## TRECHO SELECIONADO
┏━━
Quem é o eleitor brasileiro? Eis a pergunta sobre a qual, a esta altura, estão debruçados candidatos e assessores. O que os leva à decisão de voto? Quais são os fatores que balizam o processo decisório? Tentemos mostrar nuances.
Cerca de 150 Milhões de eleitores brasileiros deverão ser envolvidos pela “feitiçaria” que a publicização política haverá de construir, nos próximos meses. Como podemos evitar a embrulhada engendrada pela atmosfera criada pela propaganda eleitoral, já em pleno curso, com as inserções partidárias? Primeiro, é oportuno identificar a simulação usada por candidatos, que querem aparecer mascarados, sem sua identidade.
Ora, “nenhum homem, por maior esforço que faça, pode acrescentar um palmo à sua altura”, diz a Bíblia, e alterar o pequeno modelo que é o corpo humano. Mesmo usando a engenharia de artimanhas do marketing. Há, de fato, cerca de 30 milhões de brasileiros que vivem em estado deplorável. O país mostra sinais de anomia e degeneração de valores. Mas tem uma base sobre a qual se pode navegar com segurança. Usar o acervo de mazelas, sob o artifício de emoções falsas, costuradas na colcha de diagnósticos por demais conhecidos, sem apontar caminhos e soluções para os avanços, é querer instrumentalizar a catarse coletiva.
Candidato não é sabonete. O eleitor quer um candidato honesto e com experiência administrativa, mas banhado pelo conceito da assepsia, da higienização política. O ideário da inovação e da renovação ganha espaço em meio a nomes carimbados do quadro nacional. Também quer votar em pessoas que passem a ideia de bons controladores do orçamento municipal. Nesse aspecto, as candidatas levam vantagem – a mulher sempre controla o orçamento doméstico e transmite maior confiança. Chega ao fim o “candidato sabonete”, apresentado como um verdadeiro produto para o consumo de massa, cuja imagem era construída por meio da cosmética publicitária.
Outra questão é sobre as redes sociais. A influência da Internet será maior do que nas eleições passadas, mas ela não constitui, ainda, um veículo fundamental. Nada substitui o contato pessoal do candidato com seu eleitorado. Diante da crise social, da desconfiança e da descrença, as pessoas sentem necessidade de ver seus candidatos de perto. Os políticos devem sair às ruas e andar pelas casas e pelos bairros. Mais importante do que os grandes comícios serão os pequenos encontros, como cafés da manhã, visitas, mutirões e carreatas.
A esperteza, a dramatização, os recursos artificiais, a hipocrisia e a insinceridade têm sido a tônica da cultura política. Mais uma questão: “o que faz um eleitor preferir um candidato a outro?” Não há uma resposta fechada para a questão. Dependendo do candidato e da região, certos fatores pesam mais que outros. O primeiro apelo é o do bolso. Relaciona-se à luta pela sobrevivência e à necessidade de se garantir o alimento. Esse é um dos impulsos básicos do ser humano, que age principalmente em épocas de contenção, crise e desemprego.
┗━━
## ENUNCIADO
Enumere tudo o que, segundo o texto sobre o eleitor brasileiro, tem sido a tônica da cultura política.

## MATERIAL FORNECIDO
┏━━
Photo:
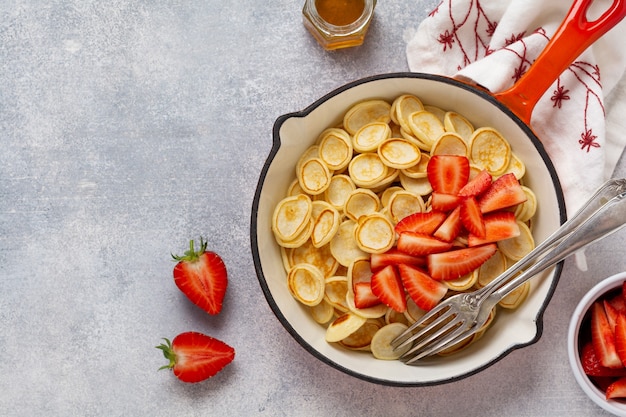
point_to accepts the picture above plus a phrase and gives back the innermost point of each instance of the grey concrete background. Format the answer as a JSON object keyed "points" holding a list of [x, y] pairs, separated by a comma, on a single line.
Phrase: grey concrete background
{"points": [[130, 127]]}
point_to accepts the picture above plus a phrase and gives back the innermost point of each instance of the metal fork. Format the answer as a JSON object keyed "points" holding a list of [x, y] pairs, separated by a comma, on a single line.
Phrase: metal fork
{"points": [[462, 315]]}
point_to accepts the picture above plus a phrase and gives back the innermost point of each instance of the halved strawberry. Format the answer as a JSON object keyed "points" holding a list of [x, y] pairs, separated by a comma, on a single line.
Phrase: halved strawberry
{"points": [[592, 366], [451, 227], [504, 192], [603, 338], [387, 286], [201, 275], [618, 303], [456, 263], [417, 244], [195, 357], [611, 314], [617, 389], [472, 218], [423, 290], [620, 337], [448, 173], [425, 223], [499, 225], [477, 185], [444, 202], [394, 257], [363, 295]]}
┗━━
## RESOLUÇÃO
A esperteza, a dramatização, os recursos artificiais, a hipocrisia e a insinceridade.